■ EXERCISE:
Reproduce the material below, replacing every occurrence of "Target" with "Object" and leaving all other text unchanged.

● ● ● ● ●

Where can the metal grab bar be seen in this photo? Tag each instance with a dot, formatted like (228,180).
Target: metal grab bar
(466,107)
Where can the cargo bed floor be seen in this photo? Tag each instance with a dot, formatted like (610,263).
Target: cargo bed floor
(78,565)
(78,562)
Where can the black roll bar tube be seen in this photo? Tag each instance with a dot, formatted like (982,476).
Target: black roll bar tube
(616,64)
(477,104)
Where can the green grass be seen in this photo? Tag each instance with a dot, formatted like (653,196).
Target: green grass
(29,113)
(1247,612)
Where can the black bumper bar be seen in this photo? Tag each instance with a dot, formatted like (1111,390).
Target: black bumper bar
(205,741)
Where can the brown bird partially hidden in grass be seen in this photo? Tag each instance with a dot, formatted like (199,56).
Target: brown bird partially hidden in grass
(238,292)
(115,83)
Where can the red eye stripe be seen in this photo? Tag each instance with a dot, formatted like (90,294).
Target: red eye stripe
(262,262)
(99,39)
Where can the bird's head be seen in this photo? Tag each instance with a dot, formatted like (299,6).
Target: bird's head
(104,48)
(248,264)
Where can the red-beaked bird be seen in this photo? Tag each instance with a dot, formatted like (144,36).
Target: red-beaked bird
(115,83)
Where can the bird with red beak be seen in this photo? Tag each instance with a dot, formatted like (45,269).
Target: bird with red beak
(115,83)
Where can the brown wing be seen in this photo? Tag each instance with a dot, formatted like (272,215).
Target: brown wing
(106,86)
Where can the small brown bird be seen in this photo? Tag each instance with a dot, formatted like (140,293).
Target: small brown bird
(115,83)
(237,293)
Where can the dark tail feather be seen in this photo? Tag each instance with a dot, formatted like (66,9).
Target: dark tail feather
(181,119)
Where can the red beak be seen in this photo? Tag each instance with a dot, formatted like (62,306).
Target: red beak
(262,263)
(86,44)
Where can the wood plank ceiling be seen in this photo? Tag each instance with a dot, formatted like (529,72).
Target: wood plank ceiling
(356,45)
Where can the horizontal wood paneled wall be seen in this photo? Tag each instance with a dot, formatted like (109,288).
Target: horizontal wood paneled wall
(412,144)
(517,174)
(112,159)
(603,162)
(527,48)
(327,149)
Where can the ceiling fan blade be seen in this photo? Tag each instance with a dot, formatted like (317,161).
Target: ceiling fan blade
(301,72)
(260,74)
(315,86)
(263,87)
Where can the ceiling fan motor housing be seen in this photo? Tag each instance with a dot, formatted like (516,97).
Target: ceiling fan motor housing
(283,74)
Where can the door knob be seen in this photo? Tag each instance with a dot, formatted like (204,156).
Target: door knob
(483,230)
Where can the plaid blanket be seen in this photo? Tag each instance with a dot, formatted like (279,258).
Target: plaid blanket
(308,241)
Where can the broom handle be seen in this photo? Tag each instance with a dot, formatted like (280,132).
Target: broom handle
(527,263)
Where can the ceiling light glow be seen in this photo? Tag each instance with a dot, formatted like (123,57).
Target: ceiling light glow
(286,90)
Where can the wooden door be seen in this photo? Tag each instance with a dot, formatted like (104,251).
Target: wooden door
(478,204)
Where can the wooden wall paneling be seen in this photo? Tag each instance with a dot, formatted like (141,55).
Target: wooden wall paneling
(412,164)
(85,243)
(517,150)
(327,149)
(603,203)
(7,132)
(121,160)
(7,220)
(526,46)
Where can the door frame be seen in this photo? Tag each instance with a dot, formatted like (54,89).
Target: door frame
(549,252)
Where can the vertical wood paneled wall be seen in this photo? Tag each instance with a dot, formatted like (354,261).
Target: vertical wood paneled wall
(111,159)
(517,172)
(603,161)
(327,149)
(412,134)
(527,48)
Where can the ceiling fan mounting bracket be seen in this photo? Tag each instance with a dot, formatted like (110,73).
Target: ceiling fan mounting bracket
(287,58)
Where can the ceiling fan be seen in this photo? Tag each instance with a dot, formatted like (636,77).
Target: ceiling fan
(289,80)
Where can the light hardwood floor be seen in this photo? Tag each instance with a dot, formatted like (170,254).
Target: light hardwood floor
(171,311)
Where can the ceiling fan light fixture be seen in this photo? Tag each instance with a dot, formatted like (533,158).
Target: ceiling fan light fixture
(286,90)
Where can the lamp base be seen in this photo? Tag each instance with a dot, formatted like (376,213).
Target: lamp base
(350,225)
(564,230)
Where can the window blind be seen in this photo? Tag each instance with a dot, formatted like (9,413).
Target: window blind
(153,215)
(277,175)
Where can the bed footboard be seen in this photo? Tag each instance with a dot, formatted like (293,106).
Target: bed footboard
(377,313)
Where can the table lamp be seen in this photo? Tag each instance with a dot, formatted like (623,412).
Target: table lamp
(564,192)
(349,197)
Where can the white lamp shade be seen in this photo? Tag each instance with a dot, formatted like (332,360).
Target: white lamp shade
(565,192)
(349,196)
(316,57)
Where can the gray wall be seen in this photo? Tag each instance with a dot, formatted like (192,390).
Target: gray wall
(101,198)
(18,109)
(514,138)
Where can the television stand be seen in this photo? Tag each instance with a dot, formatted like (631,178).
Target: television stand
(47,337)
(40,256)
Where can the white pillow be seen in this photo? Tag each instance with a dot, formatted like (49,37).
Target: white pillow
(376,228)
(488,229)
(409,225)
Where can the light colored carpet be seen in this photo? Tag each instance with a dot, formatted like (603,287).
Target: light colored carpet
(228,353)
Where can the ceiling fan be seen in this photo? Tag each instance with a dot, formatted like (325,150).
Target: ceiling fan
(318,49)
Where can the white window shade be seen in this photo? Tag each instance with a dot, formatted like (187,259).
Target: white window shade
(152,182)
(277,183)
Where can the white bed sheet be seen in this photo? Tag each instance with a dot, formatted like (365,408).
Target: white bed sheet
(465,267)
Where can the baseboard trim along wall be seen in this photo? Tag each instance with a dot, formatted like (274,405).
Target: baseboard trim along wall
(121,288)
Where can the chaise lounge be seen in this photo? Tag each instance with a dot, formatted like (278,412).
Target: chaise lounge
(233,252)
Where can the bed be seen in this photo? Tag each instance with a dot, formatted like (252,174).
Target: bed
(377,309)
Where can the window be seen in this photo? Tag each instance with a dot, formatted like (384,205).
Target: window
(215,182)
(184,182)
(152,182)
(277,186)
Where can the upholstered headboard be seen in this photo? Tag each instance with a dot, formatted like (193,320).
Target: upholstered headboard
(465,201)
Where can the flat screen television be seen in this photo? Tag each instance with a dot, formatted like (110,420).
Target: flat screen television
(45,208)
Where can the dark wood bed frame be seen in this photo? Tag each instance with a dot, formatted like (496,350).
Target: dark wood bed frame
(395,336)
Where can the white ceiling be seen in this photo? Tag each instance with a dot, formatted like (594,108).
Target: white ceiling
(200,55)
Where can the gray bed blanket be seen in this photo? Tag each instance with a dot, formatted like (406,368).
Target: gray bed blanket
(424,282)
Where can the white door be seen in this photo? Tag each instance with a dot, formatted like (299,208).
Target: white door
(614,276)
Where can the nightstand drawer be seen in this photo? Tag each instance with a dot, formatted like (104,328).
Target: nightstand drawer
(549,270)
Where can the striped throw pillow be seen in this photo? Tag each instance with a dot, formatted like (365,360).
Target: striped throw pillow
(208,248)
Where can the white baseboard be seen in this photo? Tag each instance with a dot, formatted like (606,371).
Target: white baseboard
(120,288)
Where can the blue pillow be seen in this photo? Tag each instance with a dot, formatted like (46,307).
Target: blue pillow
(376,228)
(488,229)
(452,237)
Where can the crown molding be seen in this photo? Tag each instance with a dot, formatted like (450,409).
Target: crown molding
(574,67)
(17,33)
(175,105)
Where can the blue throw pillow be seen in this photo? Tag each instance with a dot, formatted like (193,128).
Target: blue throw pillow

● ● ● ● ●

■ THE SOLUTION:
Where can the metal grab bar be seen in this photo? Tag each instance with a dot, formatted like (228,180).
Object: metal grab bar
(466,107)
Where can the cargo bed floor be seen in this photo? Tag each instance with a dot, formatted like (610,263).
Object: cargo bed floor
(78,565)
(78,562)
Where can the black roll bar tube be seen in this photo? Tag each instance with a dot, formatted like (982,476).
Object: black roll bar tube
(616,64)
(477,104)
Where can the green grass be seen in this photo? Tag each instance with a dot, formatted like (653,196).
Object: green grass
(29,113)
(1247,612)
Where can the black bumper bar be seen in this photo? Tag each instance with a dot, formatted like (1111,390).
Object: black bumper bar
(205,741)
Where can the brown bird partially hidden in grass be seen in this photo? Tag each instance with a dot, formatted like (199,56).
Object: brown bird partially hidden in grass
(238,292)
(115,83)
Where can the red eye stripe be seen in this photo? Tag each instance with a dot, formatted like (90,294).
Object: red eye stripe
(262,262)
(99,39)
Where can the bird's head be seen in this photo? Tag each instance with a dot, formatted like (299,6).
Object: bird's head
(104,48)
(248,264)
Where can the red-beaked bird be seen in this photo? Tag each instance with a dot, formatted like (144,36).
Object: red-beaked bird
(115,83)
Where can the bird with red beak be seen in this photo? Tag each instance with a dot, formatted like (45,269).
Object: bird with red beak
(115,83)
Where can the brown wing be seen in this photo? Tag each instance with a dot, formatted like (272,215).
Object: brown wing
(106,86)
Where can the small brown bird be seen in this photo? Tag each instance with a dot, formatted like (140,293).
Object: small brown bird
(115,83)
(237,293)
Where can the dark tail feather be seen in this photo? Tag each instance with a dot, formatted like (66,9).
Object: dark tail feather
(181,119)
Where can the red beak be seen in this photo? Tag each instance with a dot, formatted like (62,306).
Object: red beak
(262,263)
(86,44)
Where can the wood plank ceiling be seen in this photo? Tag each instance with a dot, formatted like (529,72).
Object: wood plank ceiling
(356,45)
Where can the horizontal wood paneled wall be seen in this photo? Tag each instance with a dot, formatted like (109,288).
Object: horizontal wood paneled wall
(412,144)
(517,174)
(112,159)
(603,162)
(527,48)
(327,149)
Where can the ceiling fan blade be seen in this photo? Tag each instance with a dot, formatted like (317,161).
Object: ceiling fan blade
(301,72)
(260,74)
(315,86)
(263,87)
Where can the ceiling fan motor housing be seen in this photo? Tag each instance with a dot, formatted like (516,97).
Object: ceiling fan motor housing
(283,74)
Where can the door knob be seen in this photo? Tag each instance with a dot, formatted like (204,156).
Object: door knob
(483,230)
Where can the plaid blanket be seen in this photo? Tag each instance with a dot, formatted like (279,258).
Object: plaid blanket
(308,241)
Where can the broom handle be seen in this photo? Tag each instance with a dot, formatted like (280,132).
Object: broom handle
(527,263)
Where can the ceiling light glow be seen in this photo? Tag each instance with a dot, formatted like (123,57).
Object: ceiling light glow
(286,90)
Where can the wooden door be seen in this photo? Tag each instance with a dot, formatted like (104,251).
Object: wooden door
(478,204)
Where can the wooden wall paneling be seen in this photo? Tag each instance with a dot, formatted like (141,55).
Object: wooden wall paneling
(412,164)
(85,243)
(517,150)
(327,149)
(603,203)
(7,132)
(121,160)
(7,220)
(526,46)
Where can the door frame be seen in this photo? Tag each instance with a dot, formatted like (54,89).
Object: door frame
(549,252)
Where can the vertical wood paneled wall be seen in this photo? Tag each instance with a dot, formatted like (354,261).
Object: vertical wood paneled wall
(111,159)
(517,172)
(603,161)
(327,149)
(412,134)
(527,48)
Where can the ceiling fan mounting bracket be seen in this photo? Tag each instance with a dot, formatted like (110,73).
Object: ceiling fan mounting bracket
(287,58)
Where can the ceiling fan be seen in this photo? Tag each instance with a dot, formatted like (636,77).
Object: ceiling fan
(289,80)
Where can the light hardwood floor be seen in this photo? Tag each instance with a dot, formatted like (170,254).
Object: light hardwood floor
(171,311)
Where can the ceiling fan light fixture be seen in this photo? Tag each instance with a dot, formatted like (533,158).
Object: ceiling fan light fixture
(286,90)
Where can the lamp base be seen in this photo? Tag each instance with a dot, formatted like (376,213).
Object: lamp base
(350,225)
(564,230)
Where can the window blind be seen in this photo? Tag each instance with a dot, formatted like (9,413).
Object: window blind
(153,215)
(277,175)
Where can the bed footboard be seen in this photo? Tag each instance with a dot, formatted like (293,106).
Object: bed footboard
(377,313)
Where can the table lamp be seen in this photo? Tag each instance with a dot, formatted like (623,412).
Object: table lamp
(564,192)
(349,197)
Where can the white lamp shade be seen in this photo? Tag each instance with a dot, formatted like (332,360).
Object: white lamp shade
(565,192)
(349,196)
(316,57)
Where can the gray wall be seen in this photo? Tag each instance with a dot, formatted like (192,390).
Object: gray wall
(101,198)
(18,109)
(514,138)
Where can the television stand be seen in this photo? Tag each instance with a dot, formatted like (631,178).
Object: television stand
(47,337)
(40,256)
Where can the white pillow be seen in this photo? Tag each instance with a dot, formatted like (49,37).
Object: white pillow
(376,228)
(488,229)
(409,225)
Where can the light colored carpet be seen in this photo? Tag each instance with a dot, formatted like (603,287).
Object: light colored carpet
(228,353)
Where can the ceiling fan be seen in this photo? Tag each instance with a dot, formatted like (325,150).
Object: ceiling fan
(318,49)
Where can the white window shade be seen in this photo? Tag each instance with a dot, formatted like (187,259).
Object: white window shade
(152,182)
(277,183)
Where can the white bed sheet be seen in this photo? Tag each instance with a dot, formatted like (365,408).
Object: white bed sheet
(465,267)
Where can the baseboard trim along wall be seen in this photo? Tag each instance with a dot, formatted like (274,405).
Object: baseboard trim along wall
(121,288)
Where can the chaise lounge be seen in this photo? Tag each instance with a dot, formatted like (278,412).
Object: chaise lounge
(233,252)
Where can the bed be seen in this photo? Tag each instance with a dot, formatted like (252,174).
Object: bed
(377,309)
Where can the window be seen in this photo? Tag each instance with a dot, formatted like (384,205).
Object: window
(215,182)
(184,182)
(152,182)
(277,186)
Where can the upholstered headboard be seen in this photo? Tag each instance with a dot, formatted like (193,320).
Object: upholstered headboard
(465,201)
Where can the flat screen television be seen in this photo? Tag each instance with a dot, formatted like (110,420).
Object: flat screen television
(45,208)
Where can the dark wood bed frame be seen in this photo? Tag each instance with a dot, formatted like (496,350).
Object: dark wood bed frame
(395,336)
Where can the white ceiling be seen in this photo? Tag each instance with a dot, formatted like (594,108).
Object: white ceiling
(200,55)
Where can the gray bed blanket be seen in this photo? Tag each instance with a dot, formatted like (406,368).
Object: gray bed blanket
(424,282)
Where can the white door be seen in this photo? Tag each instance with a dot, formatted like (299,208).
Object: white door
(614,276)
Where can the nightstand drawer be seen in this photo? Tag each instance with a dot, formatted like (104,328).
Object: nightstand drawer
(549,270)
Where can the striped throw pillow be seen in this photo? Tag each instance with a dot, formatted like (365,360).
Object: striped throw pillow
(208,248)
Where can the white baseboard be seen in this photo? Tag each instance with a dot, formatted like (606,371).
Object: white baseboard
(120,288)
Where can the blue pillow be seen in this photo? Tag each instance with a dot, formatted like (46,307).
Object: blue pillow
(376,228)
(488,229)
(452,237)
Where can the crown molding be seen in this photo? Tag each instance with a dot, formatted like (450,409).
Object: crown molding
(574,67)
(17,33)
(175,105)
Where can the blue throw pillow be seen in this photo? Tag each instance with a dot, formatted like (193,128).
Object: blue throw pillow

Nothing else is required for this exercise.